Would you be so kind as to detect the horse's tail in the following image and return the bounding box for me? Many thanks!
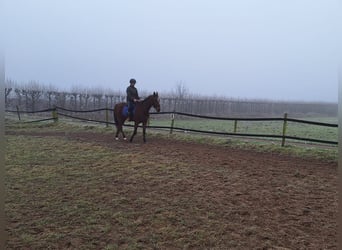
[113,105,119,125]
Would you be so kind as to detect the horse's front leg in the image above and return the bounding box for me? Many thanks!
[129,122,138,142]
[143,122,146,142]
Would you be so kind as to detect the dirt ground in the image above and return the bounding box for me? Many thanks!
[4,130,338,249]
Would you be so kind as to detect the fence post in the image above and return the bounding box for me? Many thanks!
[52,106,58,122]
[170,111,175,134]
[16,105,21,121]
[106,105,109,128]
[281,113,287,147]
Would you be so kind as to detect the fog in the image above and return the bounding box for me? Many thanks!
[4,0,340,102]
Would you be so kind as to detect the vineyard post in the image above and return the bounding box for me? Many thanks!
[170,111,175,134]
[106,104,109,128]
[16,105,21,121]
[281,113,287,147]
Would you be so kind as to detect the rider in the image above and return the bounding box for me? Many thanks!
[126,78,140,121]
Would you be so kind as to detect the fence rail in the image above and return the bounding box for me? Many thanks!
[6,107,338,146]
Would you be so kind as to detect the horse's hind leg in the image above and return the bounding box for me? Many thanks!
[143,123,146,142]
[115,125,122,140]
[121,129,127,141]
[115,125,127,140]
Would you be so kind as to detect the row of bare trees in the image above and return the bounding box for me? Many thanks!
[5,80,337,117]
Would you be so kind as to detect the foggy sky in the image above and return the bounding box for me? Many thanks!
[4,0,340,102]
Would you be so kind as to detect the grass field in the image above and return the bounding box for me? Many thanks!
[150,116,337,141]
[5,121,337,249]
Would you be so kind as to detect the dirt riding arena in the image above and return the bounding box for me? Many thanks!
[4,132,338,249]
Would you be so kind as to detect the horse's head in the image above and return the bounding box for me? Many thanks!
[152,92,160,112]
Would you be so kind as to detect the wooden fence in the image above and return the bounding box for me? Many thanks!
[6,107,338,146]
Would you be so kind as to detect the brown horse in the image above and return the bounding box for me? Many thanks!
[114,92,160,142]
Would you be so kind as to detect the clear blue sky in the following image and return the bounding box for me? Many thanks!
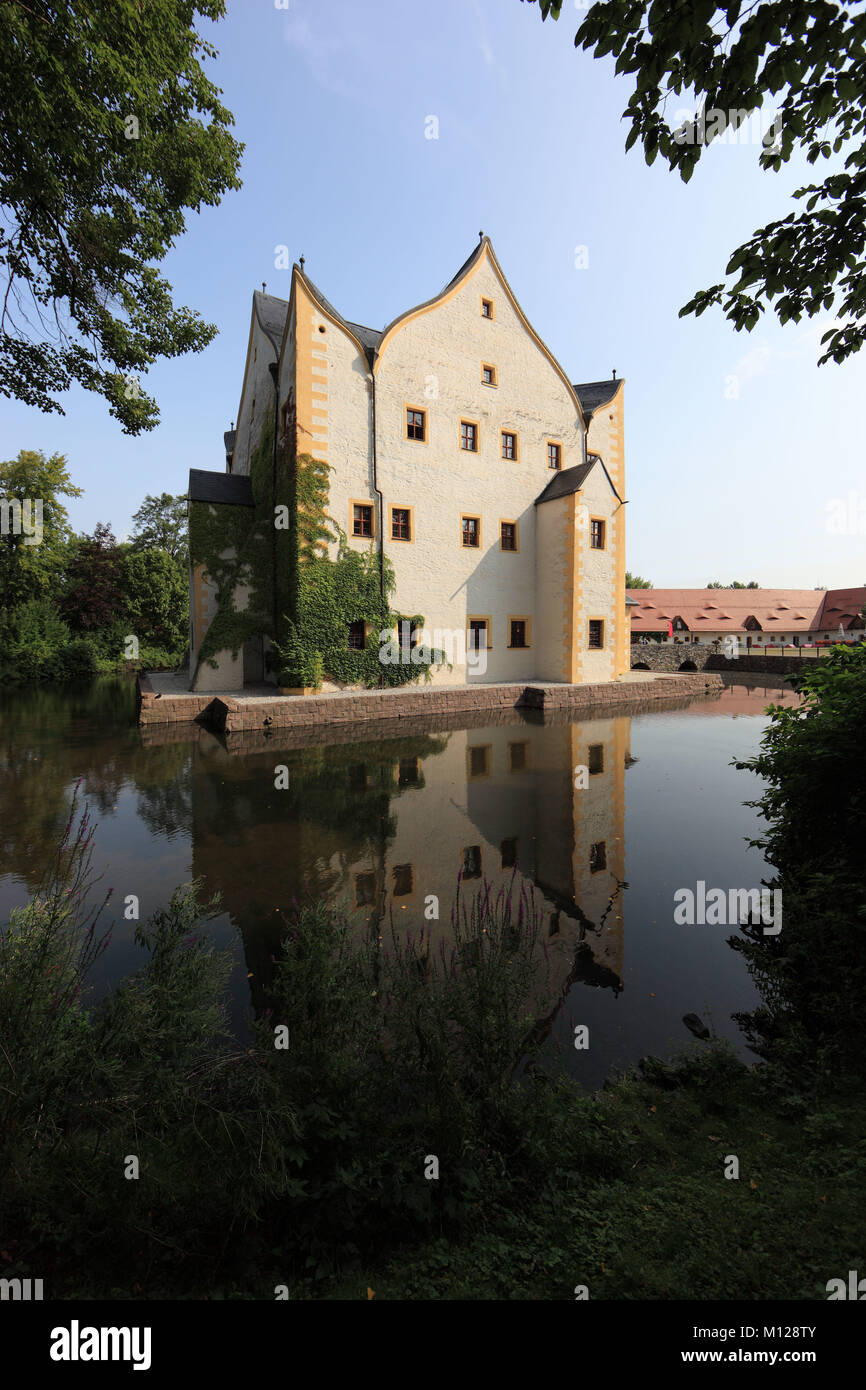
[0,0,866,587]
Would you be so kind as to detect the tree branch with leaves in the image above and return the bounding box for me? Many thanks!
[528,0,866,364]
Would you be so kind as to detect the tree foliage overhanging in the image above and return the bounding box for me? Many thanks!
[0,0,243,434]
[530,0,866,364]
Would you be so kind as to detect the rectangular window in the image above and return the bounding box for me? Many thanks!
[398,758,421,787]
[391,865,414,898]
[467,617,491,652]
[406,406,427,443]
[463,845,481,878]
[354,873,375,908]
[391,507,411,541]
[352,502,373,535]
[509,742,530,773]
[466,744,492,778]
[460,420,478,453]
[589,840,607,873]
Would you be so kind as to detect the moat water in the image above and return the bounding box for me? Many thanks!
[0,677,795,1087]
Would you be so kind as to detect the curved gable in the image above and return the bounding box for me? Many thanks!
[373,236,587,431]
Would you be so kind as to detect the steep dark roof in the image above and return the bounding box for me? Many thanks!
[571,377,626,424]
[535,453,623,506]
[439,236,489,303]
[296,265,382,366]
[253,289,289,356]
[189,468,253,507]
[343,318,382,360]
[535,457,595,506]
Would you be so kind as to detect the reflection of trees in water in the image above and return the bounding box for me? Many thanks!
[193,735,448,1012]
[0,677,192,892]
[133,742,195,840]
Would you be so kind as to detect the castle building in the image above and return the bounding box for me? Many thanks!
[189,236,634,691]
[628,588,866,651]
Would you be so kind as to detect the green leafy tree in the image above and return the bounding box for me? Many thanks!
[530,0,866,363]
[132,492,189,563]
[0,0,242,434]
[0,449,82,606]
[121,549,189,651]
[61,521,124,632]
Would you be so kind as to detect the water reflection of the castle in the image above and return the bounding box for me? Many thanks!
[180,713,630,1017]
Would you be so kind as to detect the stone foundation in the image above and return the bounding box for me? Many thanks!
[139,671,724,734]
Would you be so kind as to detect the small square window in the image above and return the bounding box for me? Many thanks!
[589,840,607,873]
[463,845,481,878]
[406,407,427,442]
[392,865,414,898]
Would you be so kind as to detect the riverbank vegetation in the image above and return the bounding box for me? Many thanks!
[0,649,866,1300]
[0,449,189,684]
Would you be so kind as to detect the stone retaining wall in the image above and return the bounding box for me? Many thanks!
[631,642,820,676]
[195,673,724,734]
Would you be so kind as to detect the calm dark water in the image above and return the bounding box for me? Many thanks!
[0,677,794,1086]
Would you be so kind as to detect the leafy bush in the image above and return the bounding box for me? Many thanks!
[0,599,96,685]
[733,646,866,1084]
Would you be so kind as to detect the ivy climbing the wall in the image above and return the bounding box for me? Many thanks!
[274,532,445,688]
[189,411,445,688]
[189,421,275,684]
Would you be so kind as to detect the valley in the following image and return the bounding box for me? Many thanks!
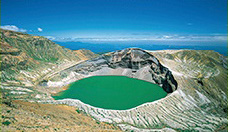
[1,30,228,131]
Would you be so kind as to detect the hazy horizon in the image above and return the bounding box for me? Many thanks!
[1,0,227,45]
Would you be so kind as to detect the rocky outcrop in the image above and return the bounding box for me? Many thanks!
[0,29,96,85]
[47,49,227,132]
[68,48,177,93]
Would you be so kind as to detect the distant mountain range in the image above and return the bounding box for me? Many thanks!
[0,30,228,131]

...

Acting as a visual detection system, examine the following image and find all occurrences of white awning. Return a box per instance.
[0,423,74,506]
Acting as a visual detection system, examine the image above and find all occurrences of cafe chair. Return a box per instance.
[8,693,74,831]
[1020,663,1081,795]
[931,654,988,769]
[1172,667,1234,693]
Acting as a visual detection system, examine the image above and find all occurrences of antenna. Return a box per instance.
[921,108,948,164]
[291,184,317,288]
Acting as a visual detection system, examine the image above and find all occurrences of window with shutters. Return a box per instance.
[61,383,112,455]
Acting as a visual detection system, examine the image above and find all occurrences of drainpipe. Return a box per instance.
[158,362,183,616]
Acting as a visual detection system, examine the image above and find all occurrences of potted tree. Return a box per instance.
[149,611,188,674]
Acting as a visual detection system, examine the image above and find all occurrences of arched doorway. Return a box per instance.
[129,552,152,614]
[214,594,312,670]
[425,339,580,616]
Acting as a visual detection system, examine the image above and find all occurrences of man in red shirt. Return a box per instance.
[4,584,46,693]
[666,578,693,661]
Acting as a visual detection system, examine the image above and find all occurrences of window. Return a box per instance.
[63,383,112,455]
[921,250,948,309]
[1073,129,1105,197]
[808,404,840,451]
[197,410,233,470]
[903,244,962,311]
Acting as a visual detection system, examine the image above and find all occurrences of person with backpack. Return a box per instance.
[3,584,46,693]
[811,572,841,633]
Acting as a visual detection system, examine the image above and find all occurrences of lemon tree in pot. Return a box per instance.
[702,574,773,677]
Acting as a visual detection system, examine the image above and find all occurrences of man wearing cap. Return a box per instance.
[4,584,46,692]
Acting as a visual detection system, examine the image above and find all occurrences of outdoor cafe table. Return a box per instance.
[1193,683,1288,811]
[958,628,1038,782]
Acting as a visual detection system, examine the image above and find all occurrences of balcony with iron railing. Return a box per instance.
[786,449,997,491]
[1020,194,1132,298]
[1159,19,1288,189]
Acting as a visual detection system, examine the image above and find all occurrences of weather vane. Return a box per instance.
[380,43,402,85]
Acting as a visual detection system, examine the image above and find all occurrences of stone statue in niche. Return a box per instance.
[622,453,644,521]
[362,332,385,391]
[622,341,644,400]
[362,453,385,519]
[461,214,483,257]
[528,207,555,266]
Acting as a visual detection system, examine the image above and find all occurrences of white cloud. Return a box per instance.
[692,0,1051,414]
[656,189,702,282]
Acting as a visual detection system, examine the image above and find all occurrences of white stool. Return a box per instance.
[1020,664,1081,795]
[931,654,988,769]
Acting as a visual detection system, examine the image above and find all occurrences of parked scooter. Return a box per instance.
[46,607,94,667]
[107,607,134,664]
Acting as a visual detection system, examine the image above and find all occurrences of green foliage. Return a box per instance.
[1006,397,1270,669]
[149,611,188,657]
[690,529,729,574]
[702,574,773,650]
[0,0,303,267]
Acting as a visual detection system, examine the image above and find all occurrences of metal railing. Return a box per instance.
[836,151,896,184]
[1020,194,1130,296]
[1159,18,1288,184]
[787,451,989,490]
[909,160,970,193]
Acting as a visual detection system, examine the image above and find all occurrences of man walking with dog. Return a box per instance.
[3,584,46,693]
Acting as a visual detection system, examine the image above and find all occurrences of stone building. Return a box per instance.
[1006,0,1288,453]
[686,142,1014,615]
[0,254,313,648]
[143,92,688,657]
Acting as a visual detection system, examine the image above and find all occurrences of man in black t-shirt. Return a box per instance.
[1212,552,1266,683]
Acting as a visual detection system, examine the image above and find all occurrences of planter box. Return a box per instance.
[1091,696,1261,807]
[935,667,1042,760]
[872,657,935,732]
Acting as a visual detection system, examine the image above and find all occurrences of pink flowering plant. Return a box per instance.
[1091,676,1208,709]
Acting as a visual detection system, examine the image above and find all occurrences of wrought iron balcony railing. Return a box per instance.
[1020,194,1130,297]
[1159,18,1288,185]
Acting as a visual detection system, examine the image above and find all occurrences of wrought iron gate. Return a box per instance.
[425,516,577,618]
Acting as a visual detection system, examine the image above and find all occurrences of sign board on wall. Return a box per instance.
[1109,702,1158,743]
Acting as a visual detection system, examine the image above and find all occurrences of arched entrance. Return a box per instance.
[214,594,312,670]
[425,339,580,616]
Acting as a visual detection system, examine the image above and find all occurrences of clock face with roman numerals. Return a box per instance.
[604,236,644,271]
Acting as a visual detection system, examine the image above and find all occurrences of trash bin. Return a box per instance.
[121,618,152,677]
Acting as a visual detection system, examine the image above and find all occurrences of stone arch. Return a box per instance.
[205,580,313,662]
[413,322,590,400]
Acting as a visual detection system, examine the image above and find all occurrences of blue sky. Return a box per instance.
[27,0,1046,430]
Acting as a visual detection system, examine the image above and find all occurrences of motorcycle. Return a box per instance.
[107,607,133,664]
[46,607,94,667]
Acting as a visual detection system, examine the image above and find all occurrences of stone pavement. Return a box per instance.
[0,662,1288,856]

# WHAT IS REQUIRED
Please locate every line in the listing above that contains the string "wall" and copy each one out in full. Match case exactly.

# COMPLETE OUTPUT
Would you be so kind as to detect the stone retaining wall in the image above and return the bounding box for me? Many thanks!
Would you be so kind as to detect the ivy climbing the wall in the image above and return the bounding box for me? Many thanks!
Acting as a visual detection system, examine the image above and find all occurrences of sign board on wall. Return a box per instance.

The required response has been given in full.